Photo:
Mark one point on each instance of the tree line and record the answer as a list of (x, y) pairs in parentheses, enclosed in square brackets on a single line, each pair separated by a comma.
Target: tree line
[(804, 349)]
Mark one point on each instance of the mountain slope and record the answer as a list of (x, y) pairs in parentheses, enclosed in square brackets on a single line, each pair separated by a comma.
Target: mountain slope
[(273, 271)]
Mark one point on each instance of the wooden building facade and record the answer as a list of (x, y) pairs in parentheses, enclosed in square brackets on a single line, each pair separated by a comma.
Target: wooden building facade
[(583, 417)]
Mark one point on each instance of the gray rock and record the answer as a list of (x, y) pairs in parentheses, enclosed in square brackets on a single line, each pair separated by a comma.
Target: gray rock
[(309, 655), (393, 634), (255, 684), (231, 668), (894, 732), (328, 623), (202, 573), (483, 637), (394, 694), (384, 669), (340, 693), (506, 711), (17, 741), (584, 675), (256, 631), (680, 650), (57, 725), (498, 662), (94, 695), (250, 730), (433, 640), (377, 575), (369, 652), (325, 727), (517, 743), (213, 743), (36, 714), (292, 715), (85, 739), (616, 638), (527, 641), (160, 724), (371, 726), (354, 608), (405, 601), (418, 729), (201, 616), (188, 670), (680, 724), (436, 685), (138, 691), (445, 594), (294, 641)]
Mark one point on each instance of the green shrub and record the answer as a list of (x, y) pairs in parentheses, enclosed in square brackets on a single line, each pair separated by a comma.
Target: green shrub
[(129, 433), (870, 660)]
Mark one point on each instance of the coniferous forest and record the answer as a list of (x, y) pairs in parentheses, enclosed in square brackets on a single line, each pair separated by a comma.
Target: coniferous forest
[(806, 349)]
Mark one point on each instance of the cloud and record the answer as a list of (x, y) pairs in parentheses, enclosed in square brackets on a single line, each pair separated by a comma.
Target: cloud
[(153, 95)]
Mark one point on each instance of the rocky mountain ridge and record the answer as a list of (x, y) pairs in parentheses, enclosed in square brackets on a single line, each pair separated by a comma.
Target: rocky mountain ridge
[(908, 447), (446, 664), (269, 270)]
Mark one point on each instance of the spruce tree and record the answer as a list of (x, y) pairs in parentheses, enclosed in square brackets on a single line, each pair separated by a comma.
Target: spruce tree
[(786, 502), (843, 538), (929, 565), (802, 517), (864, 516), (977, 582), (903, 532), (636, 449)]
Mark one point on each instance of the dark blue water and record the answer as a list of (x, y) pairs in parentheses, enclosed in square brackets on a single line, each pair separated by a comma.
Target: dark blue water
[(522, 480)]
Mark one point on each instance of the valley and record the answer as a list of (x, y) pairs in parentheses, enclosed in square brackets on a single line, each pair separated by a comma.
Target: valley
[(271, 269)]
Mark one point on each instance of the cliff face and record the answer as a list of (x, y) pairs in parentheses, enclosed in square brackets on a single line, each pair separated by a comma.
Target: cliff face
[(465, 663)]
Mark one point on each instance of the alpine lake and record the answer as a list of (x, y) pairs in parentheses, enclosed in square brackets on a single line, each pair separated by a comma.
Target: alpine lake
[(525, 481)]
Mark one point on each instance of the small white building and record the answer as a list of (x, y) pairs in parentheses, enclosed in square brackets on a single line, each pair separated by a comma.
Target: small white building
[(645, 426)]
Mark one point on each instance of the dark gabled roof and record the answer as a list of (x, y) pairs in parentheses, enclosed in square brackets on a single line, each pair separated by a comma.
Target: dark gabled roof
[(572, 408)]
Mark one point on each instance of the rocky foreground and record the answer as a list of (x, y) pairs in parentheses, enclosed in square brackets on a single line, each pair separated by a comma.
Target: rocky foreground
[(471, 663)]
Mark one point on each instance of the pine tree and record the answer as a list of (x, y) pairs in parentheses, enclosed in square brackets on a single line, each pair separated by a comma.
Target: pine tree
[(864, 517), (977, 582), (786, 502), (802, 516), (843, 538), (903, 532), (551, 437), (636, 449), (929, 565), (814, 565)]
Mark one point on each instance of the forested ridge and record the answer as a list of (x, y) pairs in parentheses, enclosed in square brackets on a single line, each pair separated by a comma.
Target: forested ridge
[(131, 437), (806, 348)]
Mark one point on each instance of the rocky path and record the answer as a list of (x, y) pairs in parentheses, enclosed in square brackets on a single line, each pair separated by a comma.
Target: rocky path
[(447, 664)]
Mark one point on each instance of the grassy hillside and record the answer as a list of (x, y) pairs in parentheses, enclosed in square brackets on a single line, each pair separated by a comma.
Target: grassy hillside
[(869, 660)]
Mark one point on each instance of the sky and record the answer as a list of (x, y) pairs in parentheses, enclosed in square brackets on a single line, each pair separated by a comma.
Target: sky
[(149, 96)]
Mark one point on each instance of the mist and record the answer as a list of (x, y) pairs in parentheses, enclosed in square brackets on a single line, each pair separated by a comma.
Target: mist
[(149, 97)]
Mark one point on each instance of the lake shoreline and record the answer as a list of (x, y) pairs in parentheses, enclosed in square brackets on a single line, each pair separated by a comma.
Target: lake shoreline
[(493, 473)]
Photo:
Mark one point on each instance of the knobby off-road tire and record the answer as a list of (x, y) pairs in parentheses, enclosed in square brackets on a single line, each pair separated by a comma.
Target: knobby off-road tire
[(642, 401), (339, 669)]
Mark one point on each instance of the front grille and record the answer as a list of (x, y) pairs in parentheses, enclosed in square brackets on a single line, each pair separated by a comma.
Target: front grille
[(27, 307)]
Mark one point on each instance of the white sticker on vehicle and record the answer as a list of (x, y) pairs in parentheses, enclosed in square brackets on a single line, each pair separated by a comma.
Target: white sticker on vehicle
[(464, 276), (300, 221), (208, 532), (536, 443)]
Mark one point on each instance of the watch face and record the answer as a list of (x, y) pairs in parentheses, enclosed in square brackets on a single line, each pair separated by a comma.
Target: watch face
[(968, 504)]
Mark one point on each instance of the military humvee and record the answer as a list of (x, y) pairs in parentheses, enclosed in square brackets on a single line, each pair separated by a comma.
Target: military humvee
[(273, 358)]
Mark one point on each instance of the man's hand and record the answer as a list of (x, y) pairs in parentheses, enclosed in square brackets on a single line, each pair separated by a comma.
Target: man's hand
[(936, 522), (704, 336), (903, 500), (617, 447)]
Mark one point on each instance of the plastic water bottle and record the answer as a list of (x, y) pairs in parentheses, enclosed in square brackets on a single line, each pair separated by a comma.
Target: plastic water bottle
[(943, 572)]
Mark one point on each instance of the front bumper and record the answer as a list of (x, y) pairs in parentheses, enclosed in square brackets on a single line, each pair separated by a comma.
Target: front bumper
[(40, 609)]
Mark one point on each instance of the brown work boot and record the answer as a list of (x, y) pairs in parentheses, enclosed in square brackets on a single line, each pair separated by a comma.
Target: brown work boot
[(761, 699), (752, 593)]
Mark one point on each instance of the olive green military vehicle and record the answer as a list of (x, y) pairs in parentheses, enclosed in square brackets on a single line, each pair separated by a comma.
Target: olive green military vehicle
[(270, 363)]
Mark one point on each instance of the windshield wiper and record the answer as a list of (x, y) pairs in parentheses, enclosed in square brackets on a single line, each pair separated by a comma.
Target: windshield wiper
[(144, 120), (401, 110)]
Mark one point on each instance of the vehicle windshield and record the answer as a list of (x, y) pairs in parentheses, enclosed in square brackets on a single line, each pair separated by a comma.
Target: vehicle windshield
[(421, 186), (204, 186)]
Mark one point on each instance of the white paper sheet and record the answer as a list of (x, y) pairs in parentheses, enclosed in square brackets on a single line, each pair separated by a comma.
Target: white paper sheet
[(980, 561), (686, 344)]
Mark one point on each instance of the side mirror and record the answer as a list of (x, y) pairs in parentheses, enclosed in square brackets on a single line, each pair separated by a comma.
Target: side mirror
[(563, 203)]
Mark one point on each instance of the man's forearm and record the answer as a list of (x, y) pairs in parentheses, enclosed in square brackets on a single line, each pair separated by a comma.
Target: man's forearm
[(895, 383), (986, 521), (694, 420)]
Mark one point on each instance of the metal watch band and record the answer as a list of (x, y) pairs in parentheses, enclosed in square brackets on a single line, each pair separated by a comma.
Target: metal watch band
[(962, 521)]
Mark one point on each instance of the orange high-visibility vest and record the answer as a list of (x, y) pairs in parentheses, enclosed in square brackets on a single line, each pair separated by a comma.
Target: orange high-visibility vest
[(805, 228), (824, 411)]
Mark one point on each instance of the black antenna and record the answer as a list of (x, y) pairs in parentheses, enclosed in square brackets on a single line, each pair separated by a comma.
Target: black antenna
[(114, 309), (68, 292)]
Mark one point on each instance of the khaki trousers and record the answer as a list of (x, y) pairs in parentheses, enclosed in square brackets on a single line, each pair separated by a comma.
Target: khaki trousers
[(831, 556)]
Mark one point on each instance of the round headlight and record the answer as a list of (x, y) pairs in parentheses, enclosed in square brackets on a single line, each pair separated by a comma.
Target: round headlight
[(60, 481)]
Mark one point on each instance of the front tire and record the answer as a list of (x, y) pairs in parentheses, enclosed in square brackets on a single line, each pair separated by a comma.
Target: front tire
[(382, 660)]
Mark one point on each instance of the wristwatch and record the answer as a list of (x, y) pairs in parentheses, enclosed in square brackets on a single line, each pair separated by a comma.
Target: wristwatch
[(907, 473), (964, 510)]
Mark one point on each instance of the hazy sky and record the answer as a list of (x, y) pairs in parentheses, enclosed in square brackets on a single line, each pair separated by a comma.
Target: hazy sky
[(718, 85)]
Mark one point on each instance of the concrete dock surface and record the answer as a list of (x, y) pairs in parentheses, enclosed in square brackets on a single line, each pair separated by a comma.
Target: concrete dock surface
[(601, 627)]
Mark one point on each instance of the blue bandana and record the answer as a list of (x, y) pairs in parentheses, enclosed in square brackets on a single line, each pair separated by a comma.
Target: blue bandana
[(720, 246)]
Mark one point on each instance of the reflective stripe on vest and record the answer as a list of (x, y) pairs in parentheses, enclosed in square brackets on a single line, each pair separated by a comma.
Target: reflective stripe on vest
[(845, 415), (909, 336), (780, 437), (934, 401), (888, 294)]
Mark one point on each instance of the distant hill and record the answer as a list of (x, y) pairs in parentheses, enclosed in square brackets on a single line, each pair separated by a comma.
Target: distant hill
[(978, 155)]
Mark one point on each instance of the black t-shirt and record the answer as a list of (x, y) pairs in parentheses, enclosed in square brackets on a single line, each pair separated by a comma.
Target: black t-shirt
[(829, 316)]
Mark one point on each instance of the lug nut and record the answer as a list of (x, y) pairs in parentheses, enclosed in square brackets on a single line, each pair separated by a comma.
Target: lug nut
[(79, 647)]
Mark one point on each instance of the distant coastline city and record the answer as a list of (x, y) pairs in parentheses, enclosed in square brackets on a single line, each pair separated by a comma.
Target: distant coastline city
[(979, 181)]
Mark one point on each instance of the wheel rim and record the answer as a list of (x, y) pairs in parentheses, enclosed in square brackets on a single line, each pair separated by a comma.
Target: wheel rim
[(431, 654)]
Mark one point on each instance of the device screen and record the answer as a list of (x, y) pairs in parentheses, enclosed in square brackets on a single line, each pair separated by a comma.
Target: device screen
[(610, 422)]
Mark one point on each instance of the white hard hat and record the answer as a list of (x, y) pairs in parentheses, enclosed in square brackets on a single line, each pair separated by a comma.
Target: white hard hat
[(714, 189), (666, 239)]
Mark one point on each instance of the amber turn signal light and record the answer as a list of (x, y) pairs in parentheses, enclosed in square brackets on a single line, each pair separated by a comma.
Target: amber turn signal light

## Set task
Rescale the entries from the line with "Mark one point on each instance of the front tire" to the line with "[(907, 473), (964, 510)]", both included, by writing out only those lines again, requests and all, with every x and y coordinate in the answers multiplied by 0.5 and rounded to a whole number, halves rounded up. Keep the requests and their format description unchanged.

## Expected answer
Mark one point on each instance of the front tire and record the answer as a list of (x, y) pairs in parentheses, enclosed in square brackets on a single line, each pair separated by a comma.
Target: front tire
[(191, 330)]
Mark one point on each instance of the wristwatch and record the answer as a list of (x, y) pairs in parentheses, enclosed in square brackets on a single line, each pair separated by a comma.
Target: wristwatch
[(454, 237), (482, 255)]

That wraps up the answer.